SOURCE DOCUMENT
Well, some can. But most followers of the NBA love to shove their two cents in when it comes to doing the job of the league’s CEO.
And make no bones about it. David Stern is the CEO.
The league throws the title “commissioner” out there to make fans think he’s just a glorified gym teacher, set in charge of making sure the balls get pumped up and breaking up fights between players who can’t get along.
But Stern’s job is simple: make more money for the owners of NBA franchises.
Where does the money come from? The fans. And this right here is why we’ve got a dysfunctional relationship with David Stern.
Fans view Stern as the instigator behind every ounce of NBA sin.
Protracted lockouts, escalating ticket prices, and over-commercialization of the game are all common complaints brought up by disgruntled fans.
He’s also been criticized for promoting individual stars over teams, and his record with regards to franchise relocation has made him persona non grata in numerous markets. In fact, the NBA has seen more teams uprooted under Stern’s reign than any other sports league.
Conspiracy theorists have even upped the ante, suggesting that Stern has rigged draft lotteries, paid off game referees, and engaged in other acts of puppeteering to get what he wants at any cost.
In reality, the theories are ridiculous, but given Stern’s track record of taking money over principle, it makes sense how so many fans are left wondering if there’s any truth to these myths.
Clearly not all fans feel this way, but more often than not you’ll hear opinions similar to these two that I pulled off an NBA message board:
“We can only hope the degrading influence upon the NBA will disappear with David EFFIN Stern.”
“Stern is an arrogant condescending prick.”
To this Stern might respond: “An insanely successful prick.”

SUPPLIED RECORDS
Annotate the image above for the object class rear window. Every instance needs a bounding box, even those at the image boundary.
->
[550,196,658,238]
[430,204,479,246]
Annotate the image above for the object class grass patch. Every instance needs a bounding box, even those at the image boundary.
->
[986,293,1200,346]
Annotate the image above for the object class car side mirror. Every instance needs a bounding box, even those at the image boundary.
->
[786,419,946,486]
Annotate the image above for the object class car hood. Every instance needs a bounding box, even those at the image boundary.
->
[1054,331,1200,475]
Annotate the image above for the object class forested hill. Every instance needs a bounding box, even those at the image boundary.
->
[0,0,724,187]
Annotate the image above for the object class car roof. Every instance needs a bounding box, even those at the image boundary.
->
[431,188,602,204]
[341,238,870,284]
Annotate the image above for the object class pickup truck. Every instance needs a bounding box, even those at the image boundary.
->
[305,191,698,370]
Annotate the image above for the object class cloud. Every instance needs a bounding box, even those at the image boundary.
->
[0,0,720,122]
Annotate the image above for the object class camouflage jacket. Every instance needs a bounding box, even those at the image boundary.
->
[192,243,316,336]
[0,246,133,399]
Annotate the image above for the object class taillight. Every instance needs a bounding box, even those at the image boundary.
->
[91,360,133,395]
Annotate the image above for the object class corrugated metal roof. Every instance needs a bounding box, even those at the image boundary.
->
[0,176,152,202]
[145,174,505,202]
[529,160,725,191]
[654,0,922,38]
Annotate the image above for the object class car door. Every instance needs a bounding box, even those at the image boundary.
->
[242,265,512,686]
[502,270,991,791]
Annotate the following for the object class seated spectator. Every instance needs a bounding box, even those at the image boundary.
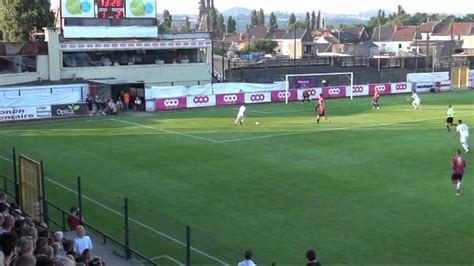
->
[306,249,321,266]
[74,225,92,256]
[88,256,106,266]
[238,250,256,266]
[36,255,54,266]
[21,225,38,242]
[0,232,18,265]
[0,215,15,235]
[67,207,81,231]
[33,237,48,255]
[134,96,142,111]
[13,254,36,266]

GIVEN EXERCISE 1
Convert the rows from the line with "Annotate the image above for the object class camouflage" up to and including the line with "[0,246,133,399]" into a Markdown table with the columns Number and Line. Number each line and leave out any blank lines.
GIVEN EXERCISE 2
Carry on the article about David Stern from where it stops.
The article about David Stern and the rows after it have nothing to do with each other.

FINAL RESULT 1
| Number | Line |
|---|---|
| 1 | Annotate the image above for the object class camouflage jacket. Every instance needs a bounding box, even those at the image boundary. |
| 2 | -> |
| 3 | [192,243,316,336] |
| 4 | [0,246,133,399] |

FINAL RESULT 2
Just as the masses are often unable to look at the big picture in politics, focusing in on petty grievances and forgetting that they still generally live a life of luxury compared to the citizens of country X, Y, or Z, basketball fans as a whole have forgotten what the NBA looked like before the arrival of the little man with beady eyeglasses and a thousand-dollar suit.
Like it or not, David Stern will be leaving a legacy. He, and not Michael Jordan, is responsible for making the league what it is today.
$30million to $1billion.
When Stern became commissioner in 1984, the league’s total television revenue was thirty million dollars. This is what Kobe Bryant makes all by his lonesome nowadays (no, this is not adjusted for inflation; chill out, finance nerds.)
For the 2013-14 season, television contracts breached one billion dollars, which would be more than enough to pay off Dr. Evil … no pun intended here; this is the part of the article where I say good things about our soon-to-be-retired commish.
The point, which may be difficult to see as I seem to be having a conversation with myself here, is that he’s grown the league from a minor player to an international sports sensation.
And total revenue has seen similar exponential growth, rising from $165million in ’84 to $5.5billion today. Are you that good at your job? I doubt it. I know I’m not.
“It’s too urban.”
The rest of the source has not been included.